* DESCRIPTION OF THE TASK *
An exact transcription of all the entries below is required.

* EXTRACTED RECORDS *
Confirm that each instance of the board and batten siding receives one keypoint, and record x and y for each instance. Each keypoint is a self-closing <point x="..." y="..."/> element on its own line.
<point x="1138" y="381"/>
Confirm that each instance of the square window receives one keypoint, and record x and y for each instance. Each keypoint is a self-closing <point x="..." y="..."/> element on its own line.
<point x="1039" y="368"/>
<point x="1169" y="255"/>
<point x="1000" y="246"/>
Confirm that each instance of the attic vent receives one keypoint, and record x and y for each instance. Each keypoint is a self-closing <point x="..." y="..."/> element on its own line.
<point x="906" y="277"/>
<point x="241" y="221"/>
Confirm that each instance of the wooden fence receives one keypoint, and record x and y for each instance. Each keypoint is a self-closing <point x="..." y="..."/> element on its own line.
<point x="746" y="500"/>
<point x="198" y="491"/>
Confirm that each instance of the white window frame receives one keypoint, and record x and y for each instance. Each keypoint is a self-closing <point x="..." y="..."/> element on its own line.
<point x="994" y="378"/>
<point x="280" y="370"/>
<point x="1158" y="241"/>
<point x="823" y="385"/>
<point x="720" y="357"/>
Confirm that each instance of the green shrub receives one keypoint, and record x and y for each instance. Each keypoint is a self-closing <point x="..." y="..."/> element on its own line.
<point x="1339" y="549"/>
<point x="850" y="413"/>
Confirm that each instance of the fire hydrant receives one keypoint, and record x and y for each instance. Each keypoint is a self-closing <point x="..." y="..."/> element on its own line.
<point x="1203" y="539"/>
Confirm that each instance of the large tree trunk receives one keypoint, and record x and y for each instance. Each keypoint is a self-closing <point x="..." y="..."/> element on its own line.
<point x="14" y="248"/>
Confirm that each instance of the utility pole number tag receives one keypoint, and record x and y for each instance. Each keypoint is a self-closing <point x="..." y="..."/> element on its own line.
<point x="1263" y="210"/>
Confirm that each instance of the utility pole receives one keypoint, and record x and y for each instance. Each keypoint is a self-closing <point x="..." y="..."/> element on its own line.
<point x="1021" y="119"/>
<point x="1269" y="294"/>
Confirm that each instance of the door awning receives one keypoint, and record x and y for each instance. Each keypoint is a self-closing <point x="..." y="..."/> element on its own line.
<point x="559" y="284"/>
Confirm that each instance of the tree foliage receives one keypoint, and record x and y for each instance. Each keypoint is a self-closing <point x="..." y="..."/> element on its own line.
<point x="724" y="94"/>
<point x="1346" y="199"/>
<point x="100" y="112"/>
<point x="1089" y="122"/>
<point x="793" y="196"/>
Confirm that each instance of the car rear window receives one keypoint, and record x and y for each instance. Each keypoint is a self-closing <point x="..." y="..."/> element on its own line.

* REPLY *
Confirm that each instance of the board and batten siding receives one keypoint, and record x and y for each instance. Each keypoint is a self-closing <point x="..." y="..."/> element on its own line.
<point x="1138" y="381"/>
Confirm that each instance of the square window receives one keypoint, and record x and y for each instance. Each keypoint is a self-closing <point x="..." y="..."/> element on its own line.
<point x="1039" y="368"/>
<point x="1169" y="255"/>
<point x="1000" y="246"/>
Confirm that each instance of the attic vent receives one keypoint, and record x and y for each instance. Each keypoint is a self-closing <point x="..." y="..."/> element on its own line.
<point x="906" y="277"/>
<point x="241" y="221"/>
Confirm that each instance of the wooden fence receives one keypoint, and record x and y for each instance. Each keypoint is a self-closing <point x="..." y="..."/> element on its own line.
<point x="746" y="500"/>
<point x="198" y="491"/>
Confirm that each instance of the white window frame receives one keypoint, and record x and y for each instance. Each keypoint is a self-closing <point x="..." y="..."/> element on its own line.
<point x="994" y="378"/>
<point x="280" y="370"/>
<point x="1158" y="241"/>
<point x="823" y="385"/>
<point x="720" y="357"/>
Confirm that each instance of the green shrub receives one keypoint, and record x and y for each instance. Each keypoint is a self-closing <point x="..." y="..."/> element on its own line.
<point x="1339" y="549"/>
<point x="850" y="413"/>
Confirm that each instance of the fire hydrant receives one keypoint, and record x and y for each instance. Each keypoint is a self-closing <point x="..." y="..."/> element on its own line.
<point x="1203" y="539"/>
Confirm that each instance of the large tree trunk receives one keypoint, and record x and y for each instance. Each keypoint is a self-closing <point x="..." y="..."/> element on its own line.
<point x="14" y="248"/>
Confirm that each instance of the utility pole number tag receives one keypoint, and record x and y for each instance. Each keypoint is a self-closing <point x="..." y="..."/> element on its own line.
<point x="1263" y="210"/>
Confirm that each instance of the utility pole receives one keypoint, and record x and y for each instance. Each keypoint is a self-closing <point x="..." y="..."/> element on its own line.
<point x="1021" y="119"/>
<point x="1269" y="294"/>
Confirm that each instance of the door awning receives one keypoint, and record x and y for each instance. Each keypoint is a self-closing <point x="..." y="..."/> element on its own line.
<point x="559" y="284"/>
Confirm that each instance of the tree foliage receives one keypoint, and record x and y for each instance. Each keypoint is a self-closing <point x="..." y="..."/> element on its own line.
<point x="724" y="94"/>
<point x="1346" y="199"/>
<point x="100" y="112"/>
<point x="1089" y="122"/>
<point x="793" y="196"/>
Confirm that each instance of the car rear window receives one keypoint, and record x and y for each instance. Each keypoint is a self-closing <point x="..." y="..."/> element on its own line.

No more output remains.